All’estero per lavoro o studio: la «fuga» rallenta, ma ogni giorno partono in 10 - I dati
Emigrazione bergamasca: nel 2020, causa Covid, un calo dell’11% nelle partenze di «braccia» e «cervelli» in altri Paesi. Nei primi mesi dell’anno registrati 421 trasferimenti.
Non è una fuga, ma comunque sembra uno stillicidio. Una decina al giorno, ogni giorno: sono i bergamaschi che lasciano la terra orobica per trasferirsi con più stabilità all’estero. Covid e lockdown hanno impattato appena lievemente: nel 2020 le cancellazioni dalle anagrafi dei comuni bergamaschi per trasferimento della residenza in un altro Paese sono state 3.254, «solo» l’11% in meno delle 3.670 del 2019. In questo «macronumero» c’è una platea variegata, dai «cervelli in fuga» ai giovani appena usciti dalle scuole superiori che scelgono un’altra esperienza di vita, per lavoro o per studio, fino agli stranieri che decidono di rientrare in patria o di proseguire la vita oltre i confini italiani. C’è però anche un altro dato, complementare: sono stati 4.271 i cittadini che si sono iscritti nelle anagrafi bergamasche – hanno preso residenza qui, in sostanza - provenendo dall’estero. Il «saldo» è positivo per circa un migliaio di unità, anche se nel 2019 le persone insediatasi in Bergamasca dall’estero erano state 7.141, il 67% in più rispetto al 2020.

Consegne:
a – Secondo il brano, quante sono state nel 2020 le cancellazioni dalle anagrafi dei comuni bergamaschi per trasferimento della residenza all’estero?
b – Trascriva dal brano il tratto che comincia con le parole "All’estero per lavoro" e termina con "registrati 421 trasferimenti.".

Voci elencate:
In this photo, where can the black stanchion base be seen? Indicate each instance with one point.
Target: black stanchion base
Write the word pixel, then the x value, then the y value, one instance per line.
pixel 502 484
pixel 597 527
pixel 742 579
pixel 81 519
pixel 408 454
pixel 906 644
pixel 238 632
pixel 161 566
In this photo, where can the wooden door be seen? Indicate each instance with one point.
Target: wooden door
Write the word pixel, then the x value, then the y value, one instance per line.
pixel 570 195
--
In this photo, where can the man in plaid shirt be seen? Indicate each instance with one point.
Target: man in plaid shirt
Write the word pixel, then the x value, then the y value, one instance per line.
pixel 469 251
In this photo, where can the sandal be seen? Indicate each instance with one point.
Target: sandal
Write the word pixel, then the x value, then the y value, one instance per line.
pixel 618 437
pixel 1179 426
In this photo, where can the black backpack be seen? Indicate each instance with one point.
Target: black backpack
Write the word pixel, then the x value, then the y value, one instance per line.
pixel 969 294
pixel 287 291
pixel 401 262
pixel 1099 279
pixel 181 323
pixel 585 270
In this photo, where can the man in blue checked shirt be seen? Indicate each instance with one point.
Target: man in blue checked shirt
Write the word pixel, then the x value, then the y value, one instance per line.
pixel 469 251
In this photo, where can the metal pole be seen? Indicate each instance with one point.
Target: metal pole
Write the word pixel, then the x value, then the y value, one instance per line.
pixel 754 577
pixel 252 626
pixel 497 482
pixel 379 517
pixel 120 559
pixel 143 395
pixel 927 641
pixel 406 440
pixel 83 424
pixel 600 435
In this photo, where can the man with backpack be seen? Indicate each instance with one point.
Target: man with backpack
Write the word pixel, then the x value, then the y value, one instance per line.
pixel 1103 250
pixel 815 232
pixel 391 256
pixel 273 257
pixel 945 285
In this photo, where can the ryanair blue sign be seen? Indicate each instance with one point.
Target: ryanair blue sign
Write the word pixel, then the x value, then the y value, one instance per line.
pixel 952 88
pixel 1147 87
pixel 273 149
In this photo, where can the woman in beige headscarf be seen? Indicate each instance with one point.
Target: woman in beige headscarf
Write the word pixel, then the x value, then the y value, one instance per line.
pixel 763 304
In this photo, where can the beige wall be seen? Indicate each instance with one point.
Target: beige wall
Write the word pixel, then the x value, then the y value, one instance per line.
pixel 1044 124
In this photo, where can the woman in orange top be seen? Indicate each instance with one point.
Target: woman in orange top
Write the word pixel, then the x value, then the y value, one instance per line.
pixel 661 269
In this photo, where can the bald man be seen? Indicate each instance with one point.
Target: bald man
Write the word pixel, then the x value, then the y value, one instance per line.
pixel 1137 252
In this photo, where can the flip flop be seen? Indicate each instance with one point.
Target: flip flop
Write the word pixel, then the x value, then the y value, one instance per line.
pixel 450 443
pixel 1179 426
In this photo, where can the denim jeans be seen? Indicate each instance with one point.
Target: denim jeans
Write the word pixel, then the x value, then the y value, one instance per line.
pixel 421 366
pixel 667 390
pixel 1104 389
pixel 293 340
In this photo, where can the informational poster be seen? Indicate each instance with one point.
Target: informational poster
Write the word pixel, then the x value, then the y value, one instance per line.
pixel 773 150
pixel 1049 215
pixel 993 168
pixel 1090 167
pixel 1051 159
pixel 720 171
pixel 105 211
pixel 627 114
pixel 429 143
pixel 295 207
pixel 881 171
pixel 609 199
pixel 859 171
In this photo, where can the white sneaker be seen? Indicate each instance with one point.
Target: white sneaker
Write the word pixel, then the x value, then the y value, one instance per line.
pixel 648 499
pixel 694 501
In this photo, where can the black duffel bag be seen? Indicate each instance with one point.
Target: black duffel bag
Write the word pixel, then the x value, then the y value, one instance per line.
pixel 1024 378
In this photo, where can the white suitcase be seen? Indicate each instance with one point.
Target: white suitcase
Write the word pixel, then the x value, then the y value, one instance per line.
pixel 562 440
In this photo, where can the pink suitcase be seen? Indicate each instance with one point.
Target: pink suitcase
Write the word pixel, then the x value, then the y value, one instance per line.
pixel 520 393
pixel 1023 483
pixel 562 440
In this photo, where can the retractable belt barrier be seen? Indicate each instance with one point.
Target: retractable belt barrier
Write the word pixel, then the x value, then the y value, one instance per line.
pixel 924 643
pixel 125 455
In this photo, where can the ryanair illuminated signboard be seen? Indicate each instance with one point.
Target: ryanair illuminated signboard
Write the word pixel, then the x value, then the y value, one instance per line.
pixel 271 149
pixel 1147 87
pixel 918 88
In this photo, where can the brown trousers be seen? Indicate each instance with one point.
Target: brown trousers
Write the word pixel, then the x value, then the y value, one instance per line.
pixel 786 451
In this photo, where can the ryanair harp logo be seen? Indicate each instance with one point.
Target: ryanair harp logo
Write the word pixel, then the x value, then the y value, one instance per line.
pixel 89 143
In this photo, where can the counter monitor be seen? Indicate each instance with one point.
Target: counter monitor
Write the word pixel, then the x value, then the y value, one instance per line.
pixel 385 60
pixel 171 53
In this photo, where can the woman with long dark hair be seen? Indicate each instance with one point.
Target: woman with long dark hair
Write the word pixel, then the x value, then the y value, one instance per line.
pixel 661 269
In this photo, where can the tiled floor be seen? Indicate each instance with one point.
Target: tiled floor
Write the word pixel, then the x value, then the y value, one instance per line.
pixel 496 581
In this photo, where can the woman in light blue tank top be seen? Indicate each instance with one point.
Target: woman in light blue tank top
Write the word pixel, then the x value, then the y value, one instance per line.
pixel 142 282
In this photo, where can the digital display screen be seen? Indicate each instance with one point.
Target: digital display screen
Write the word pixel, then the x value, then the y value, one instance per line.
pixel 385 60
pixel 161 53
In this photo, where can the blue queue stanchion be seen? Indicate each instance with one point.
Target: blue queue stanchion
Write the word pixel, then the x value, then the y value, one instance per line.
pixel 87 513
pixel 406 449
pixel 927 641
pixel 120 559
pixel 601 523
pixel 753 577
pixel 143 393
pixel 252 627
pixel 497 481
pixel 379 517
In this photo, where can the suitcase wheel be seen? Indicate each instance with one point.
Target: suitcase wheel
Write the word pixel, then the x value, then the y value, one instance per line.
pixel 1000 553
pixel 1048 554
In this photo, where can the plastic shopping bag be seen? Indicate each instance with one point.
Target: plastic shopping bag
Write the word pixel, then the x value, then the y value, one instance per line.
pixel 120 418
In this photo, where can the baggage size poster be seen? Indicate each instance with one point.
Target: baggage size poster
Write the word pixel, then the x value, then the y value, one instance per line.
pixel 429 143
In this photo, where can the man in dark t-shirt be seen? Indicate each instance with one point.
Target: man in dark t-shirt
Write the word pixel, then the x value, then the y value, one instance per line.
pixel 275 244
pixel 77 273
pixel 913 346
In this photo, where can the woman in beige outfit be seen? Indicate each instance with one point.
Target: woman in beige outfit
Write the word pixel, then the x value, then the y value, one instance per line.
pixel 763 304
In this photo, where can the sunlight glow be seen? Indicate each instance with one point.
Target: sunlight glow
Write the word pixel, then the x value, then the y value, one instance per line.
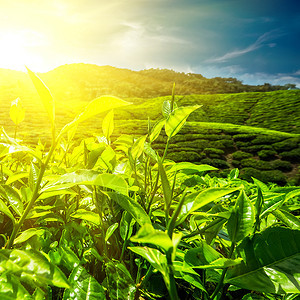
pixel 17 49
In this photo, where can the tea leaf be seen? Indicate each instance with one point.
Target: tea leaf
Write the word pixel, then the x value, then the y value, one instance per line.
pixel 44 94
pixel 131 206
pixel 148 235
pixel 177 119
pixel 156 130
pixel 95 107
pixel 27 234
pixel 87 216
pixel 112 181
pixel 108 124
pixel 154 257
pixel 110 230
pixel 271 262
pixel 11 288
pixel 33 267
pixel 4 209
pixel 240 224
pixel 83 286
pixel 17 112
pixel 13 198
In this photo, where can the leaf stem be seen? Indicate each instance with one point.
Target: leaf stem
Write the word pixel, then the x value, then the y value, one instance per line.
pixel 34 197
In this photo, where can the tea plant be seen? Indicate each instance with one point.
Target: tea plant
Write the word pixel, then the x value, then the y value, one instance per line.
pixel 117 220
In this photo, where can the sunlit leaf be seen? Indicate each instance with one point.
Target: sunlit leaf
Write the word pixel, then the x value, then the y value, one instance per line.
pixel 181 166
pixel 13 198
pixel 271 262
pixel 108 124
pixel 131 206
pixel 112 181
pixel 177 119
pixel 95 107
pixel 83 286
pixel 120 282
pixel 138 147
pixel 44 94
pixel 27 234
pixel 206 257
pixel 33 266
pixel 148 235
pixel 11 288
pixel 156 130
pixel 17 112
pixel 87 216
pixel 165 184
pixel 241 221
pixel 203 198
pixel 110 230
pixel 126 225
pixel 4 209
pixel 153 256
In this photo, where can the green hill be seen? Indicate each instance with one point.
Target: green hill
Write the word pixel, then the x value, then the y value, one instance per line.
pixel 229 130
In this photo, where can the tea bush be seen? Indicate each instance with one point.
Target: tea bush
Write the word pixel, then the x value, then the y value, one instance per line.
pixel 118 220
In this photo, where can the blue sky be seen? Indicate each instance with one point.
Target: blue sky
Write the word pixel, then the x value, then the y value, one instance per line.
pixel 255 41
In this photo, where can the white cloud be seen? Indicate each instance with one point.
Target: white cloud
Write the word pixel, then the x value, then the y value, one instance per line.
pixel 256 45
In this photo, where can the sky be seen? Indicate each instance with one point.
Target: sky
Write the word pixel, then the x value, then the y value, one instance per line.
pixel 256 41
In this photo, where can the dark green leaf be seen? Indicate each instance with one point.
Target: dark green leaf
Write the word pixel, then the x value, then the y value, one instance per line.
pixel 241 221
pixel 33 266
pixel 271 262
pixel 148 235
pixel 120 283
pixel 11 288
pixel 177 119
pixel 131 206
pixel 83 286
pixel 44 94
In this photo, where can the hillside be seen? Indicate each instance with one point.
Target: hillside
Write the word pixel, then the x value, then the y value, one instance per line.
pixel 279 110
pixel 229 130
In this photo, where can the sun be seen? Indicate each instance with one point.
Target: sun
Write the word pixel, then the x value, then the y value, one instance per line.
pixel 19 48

Soluzioni:
a – Sono state 3.254.

b –
All’estero per lavoro o studio: la «fuga» rallenta, ma ogni giorno partono in 10 - I dati
Emigrazione bergamasca: nel 2020, causa Covid, un calo dell’11% nelle partenze di «braccia» e «cervelli» in altri Paesi. Nei primi mesi dell’anno registrati 421 trasferimenti.